EXCERPT PROVIDED:
------------------------

# We're back, and with a new addition to the family



## .13124 (Jun 1, 2012)

Haven't been on here in a while! Just started checking the forum again a few days ago, I sure missed seeing pictures of all the cute doggies in the forum:wub:.

This is Lily (Shih-tzu), she's now permanently staying with us! One of the last posts I made on here was about her and Cici being best friends, well now they get to live together. Lily's parents had to move out of their apartment, and they were not able to find a place to rent that allowed dogs . They were going to give her away to a lady, but just two days with her and she gave her back to her parents because she didn't know how to potty train her or what to do about her crying at night because she missed them. So we took her in our home, it's been about 3-4 months now. She's officially potty trained, she's getting used to sleeping in her little bed at night (she used to sleep on the floor), and goes to the spa with Cici every 5 weeks.

The real owner in this house is my older sister, she just fell in love with her because she's really cuddly, we just share some responsibilities but she's in charge of her vet visits and licencing.

3 doggies in the house now, my Cici, my sister's service dog Kiko, and now my other sister's dog Lily.















































I wanted to quickly mention that Cici is doing sooo much better with walking and not rushing in front of me or pulling too much on the leash:wub:, I'm also really proud of her being able to meet new people that come over to our house. She still reacts/barks to people on the street, but is much better when it comes to people that visit. 


I hope everyone is doing well!! Feel free to leave your fluff's pics in reply:wub::chili:


----------



## iLoveMisty (Apr 27, 2013)

How sad about the couple not being able to take her with them but I'm glad you were able to take her in. im at the point where if my dad asked to move somewhere and pets weren't allowed, I'd probably throw a kid tantrum or something lol I'd refuse to move, my misty is like family now and its so hard to think about letting her go do to housing issues:/
She's so ADORABLE by the way! And so is your Cici


----------



## MrsRat (Feb 17, 2013)

Oh my - they are just beautiful!!

------------------------

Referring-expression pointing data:
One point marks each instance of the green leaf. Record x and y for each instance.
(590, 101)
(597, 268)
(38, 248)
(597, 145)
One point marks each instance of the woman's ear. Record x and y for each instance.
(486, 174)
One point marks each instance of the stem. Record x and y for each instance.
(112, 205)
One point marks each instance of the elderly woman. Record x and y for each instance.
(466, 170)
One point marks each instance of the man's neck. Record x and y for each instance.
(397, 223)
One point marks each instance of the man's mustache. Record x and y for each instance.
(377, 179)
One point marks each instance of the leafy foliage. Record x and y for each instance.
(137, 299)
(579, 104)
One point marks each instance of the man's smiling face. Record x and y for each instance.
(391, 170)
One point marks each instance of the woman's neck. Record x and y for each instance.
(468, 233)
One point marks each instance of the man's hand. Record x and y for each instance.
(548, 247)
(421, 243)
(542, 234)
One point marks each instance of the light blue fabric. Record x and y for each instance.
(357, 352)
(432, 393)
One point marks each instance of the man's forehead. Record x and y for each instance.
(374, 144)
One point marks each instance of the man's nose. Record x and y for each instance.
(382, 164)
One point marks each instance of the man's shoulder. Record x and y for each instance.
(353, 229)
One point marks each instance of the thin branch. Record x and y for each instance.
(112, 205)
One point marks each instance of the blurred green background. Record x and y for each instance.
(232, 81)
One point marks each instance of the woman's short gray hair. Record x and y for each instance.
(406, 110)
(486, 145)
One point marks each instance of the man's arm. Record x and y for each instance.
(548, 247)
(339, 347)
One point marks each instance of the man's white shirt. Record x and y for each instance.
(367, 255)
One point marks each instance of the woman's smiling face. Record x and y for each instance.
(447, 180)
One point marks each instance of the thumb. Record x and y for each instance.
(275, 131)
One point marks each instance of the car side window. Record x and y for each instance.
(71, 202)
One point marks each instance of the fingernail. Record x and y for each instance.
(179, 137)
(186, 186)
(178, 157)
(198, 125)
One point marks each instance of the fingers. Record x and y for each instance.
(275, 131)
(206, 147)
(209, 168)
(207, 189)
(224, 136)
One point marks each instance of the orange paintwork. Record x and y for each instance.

------------------------

REQUIRED TASKS:
- 1) In one to three sentences, explain why the lady who took Lily from her parents gave her back after two days, according to the forum thread.
- 2) Answer these questions from the forum thread.
(a) How often does Lily go to the spa with Cici?
(b) Whose service dog is Kiko?
(c) What does Cici still do when she sees people on the street?
This listing was taken from a different source than the forum thread.

YOUR WRITTEN ANSWERS:
- 1) The lady returned Lily because she didn't know how to potty train her. She also didn't know what to do about Lily crying at night, which happened because Lily missed her parents.

- 2)
(a) Every 5 weeks.
(b) Kiko is the poster's sister's service dog.
(c) She still reacts and barks at them.